**TO BE DONE**
Return every record exactly as written.

Point placement records
⟨

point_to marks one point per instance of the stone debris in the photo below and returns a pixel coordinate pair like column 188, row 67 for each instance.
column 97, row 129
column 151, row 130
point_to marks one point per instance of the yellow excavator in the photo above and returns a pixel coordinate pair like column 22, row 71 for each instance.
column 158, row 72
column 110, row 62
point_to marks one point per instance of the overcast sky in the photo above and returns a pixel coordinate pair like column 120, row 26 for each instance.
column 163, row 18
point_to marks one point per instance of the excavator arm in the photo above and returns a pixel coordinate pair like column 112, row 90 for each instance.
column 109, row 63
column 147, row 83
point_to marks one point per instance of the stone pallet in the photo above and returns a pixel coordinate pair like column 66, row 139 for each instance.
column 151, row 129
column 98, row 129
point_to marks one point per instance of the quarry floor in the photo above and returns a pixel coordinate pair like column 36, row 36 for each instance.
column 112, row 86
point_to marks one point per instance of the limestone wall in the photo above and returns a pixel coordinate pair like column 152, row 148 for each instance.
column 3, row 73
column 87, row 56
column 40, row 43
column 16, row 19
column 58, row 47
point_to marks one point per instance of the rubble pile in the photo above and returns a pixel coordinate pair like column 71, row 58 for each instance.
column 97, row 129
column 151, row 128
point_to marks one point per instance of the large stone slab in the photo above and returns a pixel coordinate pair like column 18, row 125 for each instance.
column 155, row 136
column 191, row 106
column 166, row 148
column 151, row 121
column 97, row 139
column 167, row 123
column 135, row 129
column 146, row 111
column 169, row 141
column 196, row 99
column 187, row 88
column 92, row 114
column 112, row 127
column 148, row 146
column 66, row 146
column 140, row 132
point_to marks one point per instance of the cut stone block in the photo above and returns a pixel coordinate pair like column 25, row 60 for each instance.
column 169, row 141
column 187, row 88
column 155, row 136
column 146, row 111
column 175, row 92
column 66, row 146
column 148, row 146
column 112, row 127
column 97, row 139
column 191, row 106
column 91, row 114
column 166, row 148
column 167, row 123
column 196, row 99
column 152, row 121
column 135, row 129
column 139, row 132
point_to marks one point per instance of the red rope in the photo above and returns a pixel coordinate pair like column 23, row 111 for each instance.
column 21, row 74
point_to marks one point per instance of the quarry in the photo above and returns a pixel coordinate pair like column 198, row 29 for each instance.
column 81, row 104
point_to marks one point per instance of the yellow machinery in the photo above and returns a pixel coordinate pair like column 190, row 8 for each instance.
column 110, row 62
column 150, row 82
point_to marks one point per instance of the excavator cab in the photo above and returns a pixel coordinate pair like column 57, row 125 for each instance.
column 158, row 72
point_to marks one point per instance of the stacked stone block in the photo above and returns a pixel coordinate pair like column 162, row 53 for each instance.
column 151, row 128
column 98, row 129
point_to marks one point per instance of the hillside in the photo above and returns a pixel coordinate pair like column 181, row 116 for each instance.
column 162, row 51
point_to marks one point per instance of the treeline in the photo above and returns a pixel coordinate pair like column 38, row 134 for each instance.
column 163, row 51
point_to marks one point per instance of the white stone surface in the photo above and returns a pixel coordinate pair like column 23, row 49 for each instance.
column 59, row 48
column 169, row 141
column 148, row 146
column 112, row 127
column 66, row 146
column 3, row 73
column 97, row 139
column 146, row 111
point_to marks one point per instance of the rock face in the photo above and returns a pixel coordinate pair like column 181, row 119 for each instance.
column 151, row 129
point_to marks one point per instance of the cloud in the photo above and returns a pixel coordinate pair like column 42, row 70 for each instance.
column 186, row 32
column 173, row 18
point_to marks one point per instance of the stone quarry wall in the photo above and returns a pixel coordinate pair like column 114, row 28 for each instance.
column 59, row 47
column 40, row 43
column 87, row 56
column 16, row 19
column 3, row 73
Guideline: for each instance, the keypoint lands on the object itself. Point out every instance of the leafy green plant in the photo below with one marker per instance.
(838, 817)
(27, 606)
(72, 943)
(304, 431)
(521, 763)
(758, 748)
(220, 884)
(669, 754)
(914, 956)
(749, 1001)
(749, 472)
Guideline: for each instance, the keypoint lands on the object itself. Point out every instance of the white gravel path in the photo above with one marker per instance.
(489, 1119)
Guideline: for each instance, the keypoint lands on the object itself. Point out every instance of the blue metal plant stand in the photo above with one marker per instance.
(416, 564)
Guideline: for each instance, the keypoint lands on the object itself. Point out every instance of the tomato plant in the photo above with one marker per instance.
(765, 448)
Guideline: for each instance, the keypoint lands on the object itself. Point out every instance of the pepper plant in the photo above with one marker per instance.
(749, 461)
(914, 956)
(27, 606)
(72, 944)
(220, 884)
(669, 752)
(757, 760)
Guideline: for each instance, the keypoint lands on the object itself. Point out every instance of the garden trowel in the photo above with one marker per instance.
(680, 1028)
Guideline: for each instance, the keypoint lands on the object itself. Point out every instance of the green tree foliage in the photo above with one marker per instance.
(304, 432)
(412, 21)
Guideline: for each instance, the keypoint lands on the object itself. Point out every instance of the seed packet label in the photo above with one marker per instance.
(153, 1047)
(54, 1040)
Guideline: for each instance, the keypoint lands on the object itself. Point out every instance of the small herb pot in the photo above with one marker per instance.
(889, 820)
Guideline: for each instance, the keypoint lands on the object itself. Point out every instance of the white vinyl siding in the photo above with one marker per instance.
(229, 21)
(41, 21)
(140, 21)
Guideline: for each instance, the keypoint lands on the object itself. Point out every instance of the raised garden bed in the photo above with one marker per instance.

⟩

**ANSWER IN FULL**
point_to marks one point per instance of the stone debris in the photo below and returns a pixel coordinate pair like column 188, row 67 for each instance.
column 97, row 129
column 151, row 130
point_to marks one point per instance of the yellow excavator in the photo above and returns a pixel coordinate pair like column 22, row 71 for each instance.
column 158, row 72
column 110, row 62
point_to marks one point per instance of the overcast sky in the photo above and returns a pixel coordinate pair like column 120, row 26 for each instance.
column 163, row 18
point_to marks one point per instance of the excavator arm in the photo above and returns a pixel coordinate pair like column 112, row 90 for each instance.
column 109, row 63
column 147, row 83
point_to marks one point per instance of the stone pallet in the photo above and returns a pixel coordinate pair like column 66, row 139 for each instance.
column 151, row 129
column 98, row 129
point_to marks one point per instance of the quarry floor in the photo above and returns a pixel coordinate pair like column 36, row 36 for each instance.
column 112, row 86
point_to marks one point per instance of the limestone wall in the photo above and returns a pixel coordinate pair like column 152, row 148 for each instance.
column 3, row 73
column 87, row 56
column 40, row 43
column 16, row 19
column 58, row 47
point_to marks one point per instance of the rubble pile in the photo above and returns a pixel coordinate pair like column 71, row 58 for each instance.
column 97, row 129
column 151, row 128
point_to marks one point per instance of the large stone slab in the photo above and returns a pixel coordinate pair like column 18, row 125 for each instance.
column 155, row 136
column 191, row 106
column 166, row 148
column 151, row 121
column 97, row 139
column 167, row 123
column 135, row 129
column 146, row 111
column 169, row 141
column 196, row 99
column 187, row 88
column 92, row 114
column 112, row 127
column 148, row 146
column 66, row 146
column 140, row 132
point_to marks one point per instance of the cut stone block in the photo above and returns a pixel coordinate pair like column 25, row 60 for each instance.
column 169, row 141
column 187, row 88
column 155, row 136
column 146, row 111
column 175, row 92
column 66, row 146
column 148, row 146
column 112, row 127
column 97, row 139
column 191, row 106
column 91, row 114
column 166, row 148
column 167, row 123
column 196, row 99
column 152, row 121
column 135, row 129
column 139, row 132
point_to marks one point per instance of the red rope in the photo above and returns a pixel coordinate pair like column 23, row 111 for each instance.
column 21, row 74
point_to marks one point per instance of the quarry in the photo above and returns a pixel coordinate pair like column 198, row 29 for each instance.
column 81, row 104
point_to marks one point per instance of the yellow machinery in the photo above and returns a pixel coordinate pair like column 190, row 8 for each instance.
column 110, row 62
column 150, row 82
point_to marks one point per instance of the excavator cab in the photo above and returns a pixel coordinate pair like column 57, row 125 for each instance.
column 158, row 72
point_to marks one point per instance of the stacked stone block in the photo above and returns a pixel coordinate pair like column 162, row 53 for each instance.
column 151, row 128
column 98, row 129
point_to marks one point per instance of the hillside in the photo above and returns a pixel coordinate pair like column 181, row 116 for each instance.
column 162, row 51
point_to marks one point per instance of the treeline in the photo above and returns a pixel coordinate pair like column 38, row 134 for each instance.
column 163, row 51
point_to marks one point per instance of the white stone surface in the photo above and returns a pixel coordinate pair like column 23, row 49 for each instance.
column 59, row 48
column 169, row 141
column 148, row 146
column 112, row 127
column 66, row 146
column 3, row 73
column 97, row 139
column 146, row 111
point_to marks one point per instance of the rock face in the photo above and returns a pixel coordinate pair like column 181, row 119 for each instance.
column 151, row 129
point_to marks one point per instance of the cloud in the photo above and returns a pixel coordinate pair like column 42, row 70 for each instance.
column 186, row 32
column 173, row 18
point_to marks one point per instance of the stone quarry wall in the photo above and returns a pixel coordinate pair like column 114, row 28 for each instance.
column 59, row 47
column 40, row 43
column 87, row 56
column 16, row 19
column 3, row 73
Guideline: for each instance, the keypoint lands on the object itself. Point out every instance of the leafy green plant in the photo below with one marker per instance.
(838, 817)
(27, 606)
(72, 943)
(304, 431)
(521, 763)
(758, 748)
(220, 884)
(669, 754)
(914, 956)
(749, 1001)
(749, 472)
Guideline: for each instance, the keypoint lands on the object itself. Point out every instance of the white gravel path in the photo above with one marker per instance.
(489, 1119)
Guideline: for each instance, the keypoint lands on the object itself. Point out every instance of the blue metal plant stand in the photo above with one marker per instance.
(416, 564)
Guideline: for each instance, the keypoint lands on the object itself. Point out every instance of the tomato plant in the photo above with one marker per instance.
(765, 448)
Guideline: for each instance, the keypoint lands on the object itself. Point out every instance of the pepper plant in the photo above with one marker per instance.
(749, 461)
(914, 956)
(27, 606)
(72, 944)
(220, 884)
(669, 752)
(757, 760)
Guideline: for each instance, the keypoint lands on the object itself. Point out every instance of the garden trowel in the photo above with one marker per instance.
(680, 1028)
Guideline: for each instance, the keypoint lands on the object itself. Point out every instance of the green tree foliage in the photo above with one marker per instance.
(304, 432)
(412, 21)
Guideline: for each instance, the keypoint lands on the object itself. Point out every instance of the seed packet label in the photo above with one marker per instance.
(153, 1047)
(54, 1040)
Guideline: for each instance, the keypoint lands on the object itself. Point out every instance of the small herb pot in the photo above with one marker per instance.
(889, 820)
Guideline: for each instance, the keypoint lands on the object itself. Point out every instance of the white vinyl siding in the photo above with one marker per instance.
(229, 21)
(41, 21)
(140, 21)
Guideline: for each instance, the keypoint lands on the object itself. Point out every instance of the raised garden bed in the photo above with one marker per instance.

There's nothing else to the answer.